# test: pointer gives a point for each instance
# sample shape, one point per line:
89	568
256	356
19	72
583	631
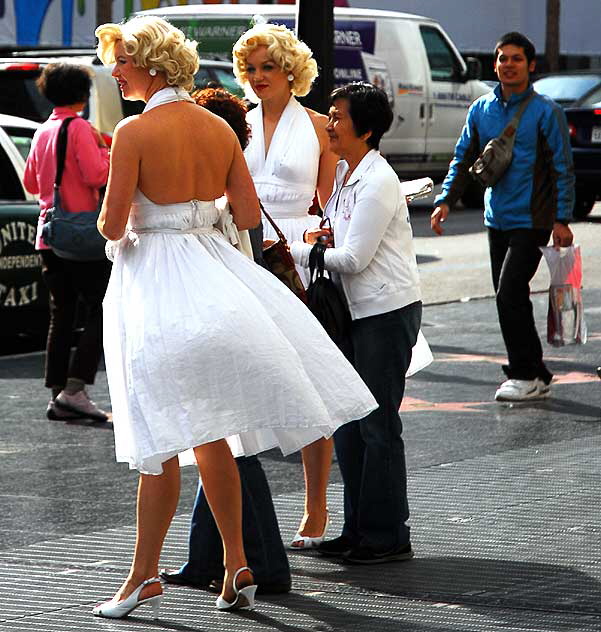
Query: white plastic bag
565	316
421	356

※

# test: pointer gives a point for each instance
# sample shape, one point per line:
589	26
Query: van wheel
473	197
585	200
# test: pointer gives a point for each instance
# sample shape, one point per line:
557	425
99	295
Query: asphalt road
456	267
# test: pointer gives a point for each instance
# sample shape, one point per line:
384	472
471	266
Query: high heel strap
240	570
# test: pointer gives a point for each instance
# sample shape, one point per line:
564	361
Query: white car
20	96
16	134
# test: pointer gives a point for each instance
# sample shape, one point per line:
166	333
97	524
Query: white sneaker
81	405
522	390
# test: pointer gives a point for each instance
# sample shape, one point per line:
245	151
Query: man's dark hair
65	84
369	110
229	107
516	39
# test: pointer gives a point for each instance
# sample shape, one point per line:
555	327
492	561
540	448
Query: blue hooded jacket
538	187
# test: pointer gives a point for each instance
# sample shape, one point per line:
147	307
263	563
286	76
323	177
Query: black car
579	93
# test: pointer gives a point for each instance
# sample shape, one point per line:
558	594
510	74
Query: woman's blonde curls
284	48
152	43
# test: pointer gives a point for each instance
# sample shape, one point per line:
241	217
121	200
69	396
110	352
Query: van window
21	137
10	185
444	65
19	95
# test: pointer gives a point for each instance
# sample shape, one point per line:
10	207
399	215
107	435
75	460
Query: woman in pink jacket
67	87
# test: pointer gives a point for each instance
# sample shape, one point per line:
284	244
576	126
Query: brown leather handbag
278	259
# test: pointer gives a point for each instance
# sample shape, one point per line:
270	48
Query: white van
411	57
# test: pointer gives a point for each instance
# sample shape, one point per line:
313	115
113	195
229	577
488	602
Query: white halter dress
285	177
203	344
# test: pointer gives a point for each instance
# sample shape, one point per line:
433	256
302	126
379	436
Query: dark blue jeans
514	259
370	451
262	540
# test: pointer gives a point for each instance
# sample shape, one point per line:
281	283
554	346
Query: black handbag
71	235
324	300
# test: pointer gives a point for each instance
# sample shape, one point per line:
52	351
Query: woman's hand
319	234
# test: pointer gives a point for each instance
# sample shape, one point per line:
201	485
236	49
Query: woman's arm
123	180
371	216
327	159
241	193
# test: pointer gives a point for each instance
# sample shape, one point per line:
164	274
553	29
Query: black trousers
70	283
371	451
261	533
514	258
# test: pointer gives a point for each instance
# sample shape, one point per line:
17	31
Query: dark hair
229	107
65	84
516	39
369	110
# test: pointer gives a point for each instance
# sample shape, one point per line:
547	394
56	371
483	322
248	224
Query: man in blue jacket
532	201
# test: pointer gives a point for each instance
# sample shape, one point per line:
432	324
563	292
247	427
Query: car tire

※

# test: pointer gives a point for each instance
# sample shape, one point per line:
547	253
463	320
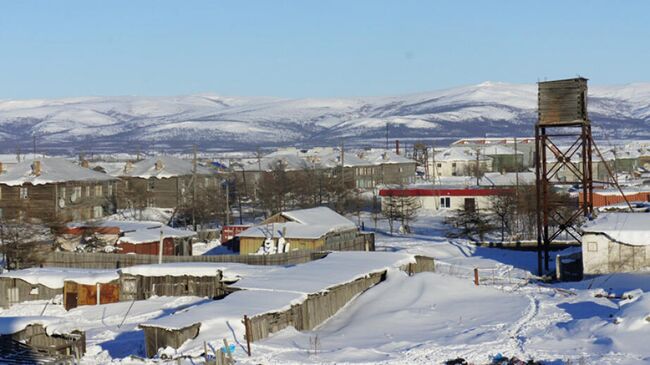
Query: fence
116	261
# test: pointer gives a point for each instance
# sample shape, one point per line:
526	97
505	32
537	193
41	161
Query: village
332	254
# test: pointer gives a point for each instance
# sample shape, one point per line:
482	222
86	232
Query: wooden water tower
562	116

※

### CHALLENGE
Report every line of the rows above that contains the word "woman", copying each line in full.

### ANSWER TO THE TASK
Query: woman's blonde curls
Query: woman in pink jacket
Query: woman's hand
Query: woman's arm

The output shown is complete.